-------- Data to examine --------

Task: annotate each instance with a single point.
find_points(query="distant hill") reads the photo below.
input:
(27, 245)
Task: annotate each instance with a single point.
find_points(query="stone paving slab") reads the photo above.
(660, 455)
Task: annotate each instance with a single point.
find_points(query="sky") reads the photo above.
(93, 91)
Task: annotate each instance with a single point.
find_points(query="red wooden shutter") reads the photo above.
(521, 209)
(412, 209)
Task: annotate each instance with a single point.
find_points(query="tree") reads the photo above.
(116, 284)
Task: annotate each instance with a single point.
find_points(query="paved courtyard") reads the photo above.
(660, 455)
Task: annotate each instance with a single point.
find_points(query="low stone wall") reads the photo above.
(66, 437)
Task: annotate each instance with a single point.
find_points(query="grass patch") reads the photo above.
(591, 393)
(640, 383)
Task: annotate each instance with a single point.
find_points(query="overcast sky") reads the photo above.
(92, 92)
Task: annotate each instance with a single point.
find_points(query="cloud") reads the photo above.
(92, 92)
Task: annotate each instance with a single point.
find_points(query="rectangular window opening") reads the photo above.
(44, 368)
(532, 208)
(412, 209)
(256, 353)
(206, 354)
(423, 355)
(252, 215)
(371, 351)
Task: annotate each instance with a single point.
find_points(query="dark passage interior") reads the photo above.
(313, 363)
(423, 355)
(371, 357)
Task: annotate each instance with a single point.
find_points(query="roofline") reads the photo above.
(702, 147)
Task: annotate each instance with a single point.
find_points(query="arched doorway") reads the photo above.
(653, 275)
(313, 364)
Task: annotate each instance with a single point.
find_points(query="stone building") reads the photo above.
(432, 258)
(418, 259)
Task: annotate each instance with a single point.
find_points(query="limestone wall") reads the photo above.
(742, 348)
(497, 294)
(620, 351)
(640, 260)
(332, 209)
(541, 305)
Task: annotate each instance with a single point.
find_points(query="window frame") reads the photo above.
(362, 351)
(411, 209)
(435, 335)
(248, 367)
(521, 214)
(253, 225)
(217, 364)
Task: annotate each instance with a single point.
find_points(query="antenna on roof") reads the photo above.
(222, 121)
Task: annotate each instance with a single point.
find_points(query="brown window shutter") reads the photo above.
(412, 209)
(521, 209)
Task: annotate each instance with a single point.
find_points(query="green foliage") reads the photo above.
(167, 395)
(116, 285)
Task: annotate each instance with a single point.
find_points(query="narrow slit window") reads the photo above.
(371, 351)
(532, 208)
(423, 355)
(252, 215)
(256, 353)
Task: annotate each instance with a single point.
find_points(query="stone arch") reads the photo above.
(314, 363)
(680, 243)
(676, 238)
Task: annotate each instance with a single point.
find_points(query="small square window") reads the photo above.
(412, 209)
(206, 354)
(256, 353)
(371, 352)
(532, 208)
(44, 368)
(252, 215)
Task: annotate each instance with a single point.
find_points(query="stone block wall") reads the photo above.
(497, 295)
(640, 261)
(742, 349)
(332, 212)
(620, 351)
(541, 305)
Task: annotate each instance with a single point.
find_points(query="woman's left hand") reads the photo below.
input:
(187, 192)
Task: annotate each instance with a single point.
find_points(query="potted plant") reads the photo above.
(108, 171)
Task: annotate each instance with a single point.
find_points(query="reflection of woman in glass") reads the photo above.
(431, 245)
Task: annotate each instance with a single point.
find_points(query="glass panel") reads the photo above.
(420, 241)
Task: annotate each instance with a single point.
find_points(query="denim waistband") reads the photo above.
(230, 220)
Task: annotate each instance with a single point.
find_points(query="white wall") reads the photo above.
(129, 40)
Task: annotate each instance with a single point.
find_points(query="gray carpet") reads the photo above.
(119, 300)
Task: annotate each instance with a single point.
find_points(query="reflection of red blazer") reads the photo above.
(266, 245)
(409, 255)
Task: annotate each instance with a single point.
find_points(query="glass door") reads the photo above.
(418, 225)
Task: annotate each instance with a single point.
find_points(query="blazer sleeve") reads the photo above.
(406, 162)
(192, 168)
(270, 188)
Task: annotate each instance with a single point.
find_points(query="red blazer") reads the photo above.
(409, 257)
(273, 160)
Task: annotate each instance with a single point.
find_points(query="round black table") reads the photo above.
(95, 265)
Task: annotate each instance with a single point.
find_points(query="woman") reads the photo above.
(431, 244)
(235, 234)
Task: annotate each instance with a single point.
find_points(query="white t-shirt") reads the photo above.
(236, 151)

--------

What to work on:
What is needed is every line of the records that contains the word "below".

Result for this task:
find_points(query="distant hill") reads the photo below.
find_points(query="woman's left hand") reads the photo below.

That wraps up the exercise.